Referring expression data
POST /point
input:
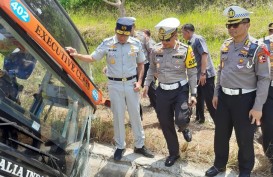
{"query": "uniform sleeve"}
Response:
(262, 68)
(201, 46)
(217, 85)
(151, 71)
(100, 51)
(191, 70)
(140, 56)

WHAT NEEDS TO BE DONE:
Set every entry down again word for word, but not the pictures.

ANSWER BELOW:
POST /point
input:
{"query": "uniform sleeve"}
Response:
(262, 68)
(201, 46)
(217, 85)
(151, 71)
(100, 51)
(191, 70)
(140, 56)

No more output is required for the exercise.